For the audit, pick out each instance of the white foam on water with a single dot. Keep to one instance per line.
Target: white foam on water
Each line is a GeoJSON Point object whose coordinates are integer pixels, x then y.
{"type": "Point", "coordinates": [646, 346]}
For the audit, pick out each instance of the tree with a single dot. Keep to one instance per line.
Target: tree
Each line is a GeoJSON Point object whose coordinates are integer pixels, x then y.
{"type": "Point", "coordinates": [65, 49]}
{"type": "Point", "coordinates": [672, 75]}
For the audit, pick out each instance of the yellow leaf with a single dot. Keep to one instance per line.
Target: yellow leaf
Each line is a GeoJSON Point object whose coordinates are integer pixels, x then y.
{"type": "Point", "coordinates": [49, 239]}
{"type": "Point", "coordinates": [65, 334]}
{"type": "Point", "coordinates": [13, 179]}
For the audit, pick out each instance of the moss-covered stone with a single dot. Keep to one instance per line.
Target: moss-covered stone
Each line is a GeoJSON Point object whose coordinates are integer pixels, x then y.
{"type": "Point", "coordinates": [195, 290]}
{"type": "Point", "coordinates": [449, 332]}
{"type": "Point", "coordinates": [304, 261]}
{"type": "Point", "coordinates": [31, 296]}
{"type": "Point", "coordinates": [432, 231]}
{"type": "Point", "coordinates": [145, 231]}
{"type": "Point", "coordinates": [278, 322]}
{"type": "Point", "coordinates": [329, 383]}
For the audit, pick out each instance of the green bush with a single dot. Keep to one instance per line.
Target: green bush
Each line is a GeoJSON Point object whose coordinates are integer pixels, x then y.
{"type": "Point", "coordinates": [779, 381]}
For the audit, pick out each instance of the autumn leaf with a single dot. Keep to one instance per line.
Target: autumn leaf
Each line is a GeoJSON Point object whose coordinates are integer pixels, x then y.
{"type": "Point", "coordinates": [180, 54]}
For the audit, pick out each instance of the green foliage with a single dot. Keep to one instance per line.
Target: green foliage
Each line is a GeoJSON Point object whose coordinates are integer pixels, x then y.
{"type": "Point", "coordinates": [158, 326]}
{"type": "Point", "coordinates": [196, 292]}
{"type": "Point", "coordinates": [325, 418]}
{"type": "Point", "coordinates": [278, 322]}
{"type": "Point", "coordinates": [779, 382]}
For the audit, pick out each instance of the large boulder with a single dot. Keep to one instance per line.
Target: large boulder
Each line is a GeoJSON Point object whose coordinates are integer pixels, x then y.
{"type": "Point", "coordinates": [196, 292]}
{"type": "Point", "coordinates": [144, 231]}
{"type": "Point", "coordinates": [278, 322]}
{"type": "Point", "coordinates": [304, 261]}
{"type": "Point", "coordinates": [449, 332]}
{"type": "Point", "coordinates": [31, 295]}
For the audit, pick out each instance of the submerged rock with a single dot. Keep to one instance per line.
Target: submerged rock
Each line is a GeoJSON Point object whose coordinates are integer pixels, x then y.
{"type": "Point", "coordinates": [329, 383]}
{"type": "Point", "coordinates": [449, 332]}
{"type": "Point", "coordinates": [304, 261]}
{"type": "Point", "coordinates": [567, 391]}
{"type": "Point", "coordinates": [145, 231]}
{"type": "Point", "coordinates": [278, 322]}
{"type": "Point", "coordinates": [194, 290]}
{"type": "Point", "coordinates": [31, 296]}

WHAT IS NEEDED: Type out the whole listing above again, exactly as it stands.

SOLUTION TO THIS TASK:
For the audit, pick out each instance of the white foam on water with a single dot. Keep to one instance per line.
Target: white foam on water
Each line is a GeoJSON Point object whose coordinates are integer pixels, x then y.
{"type": "Point", "coordinates": [646, 346]}
For the audit, pick out each instance of the tree with a single dot. Keep to one instance per line.
Target: tree
Each line is a GeoJSON Point object whose coordinates are integer pixels, x then y.
{"type": "Point", "coordinates": [65, 49]}
{"type": "Point", "coordinates": [672, 75]}
For the audit, pick out each instance of the yellow leaf with a single dot. Keep to one instance per line.
Target: yellow leaf
Each line is a GeoJSON Point object whose coordinates are integer pixels, x then y.
{"type": "Point", "coordinates": [49, 239]}
{"type": "Point", "coordinates": [65, 334]}
{"type": "Point", "coordinates": [13, 179]}
For the audit, pick out each instance of the moss-covered stone with a single dot. Keep to one instance per line.
Target: moss-covered stone
Each line is a GeoJSON Point object whose coordinates are integer pixels, x then y.
{"type": "Point", "coordinates": [195, 290]}
{"type": "Point", "coordinates": [449, 332]}
{"type": "Point", "coordinates": [304, 261]}
{"type": "Point", "coordinates": [31, 296]}
{"type": "Point", "coordinates": [432, 231]}
{"type": "Point", "coordinates": [145, 231]}
{"type": "Point", "coordinates": [278, 322]}
{"type": "Point", "coordinates": [329, 383]}
For the audit, pick out each instance of the green bush with a single dot. Keep to one instance per line.
Target: green bush
Each line is a GeoJSON Point object whose coordinates are integer pixels, x then y.
{"type": "Point", "coordinates": [779, 381]}
For the audit, pick out each instance of the autumn leaf with a single dot. Keep to one instance per line.
Target: autumn leaf
Each line is a GeoJSON Point object whose coordinates are integer pixels, x then y.
{"type": "Point", "coordinates": [180, 54]}
For the audit, pick out each instance of the green foliage with a single dot. Keep to one instance per line.
Target: green foliage
Each line is a GeoJSON Point object whose coordinates are integer pixels, x then y.
{"type": "Point", "coordinates": [158, 326]}
{"type": "Point", "coordinates": [196, 292]}
{"type": "Point", "coordinates": [325, 418]}
{"type": "Point", "coordinates": [278, 322]}
{"type": "Point", "coordinates": [779, 382]}
For the audit, pick out each instance of the large boulder with a single dot. Keep to one instance per line.
Target: large boulder
Each line is a GeoJSON Point object whose coordinates are integer pixels, x then y.
{"type": "Point", "coordinates": [196, 292]}
{"type": "Point", "coordinates": [144, 231]}
{"type": "Point", "coordinates": [278, 322]}
{"type": "Point", "coordinates": [304, 261]}
{"type": "Point", "coordinates": [449, 332]}
{"type": "Point", "coordinates": [31, 295]}
For the audit, pick out each instance of the submerged rock with a single dot. Keep to one instance per line.
Target: submerged rock
Each line is a GeoJSON Point object whose coordinates are integer pixels, x then y.
{"type": "Point", "coordinates": [329, 383]}
{"type": "Point", "coordinates": [449, 332]}
{"type": "Point", "coordinates": [304, 261]}
{"type": "Point", "coordinates": [567, 391]}
{"type": "Point", "coordinates": [145, 231]}
{"type": "Point", "coordinates": [278, 322]}
{"type": "Point", "coordinates": [194, 290]}
{"type": "Point", "coordinates": [31, 296]}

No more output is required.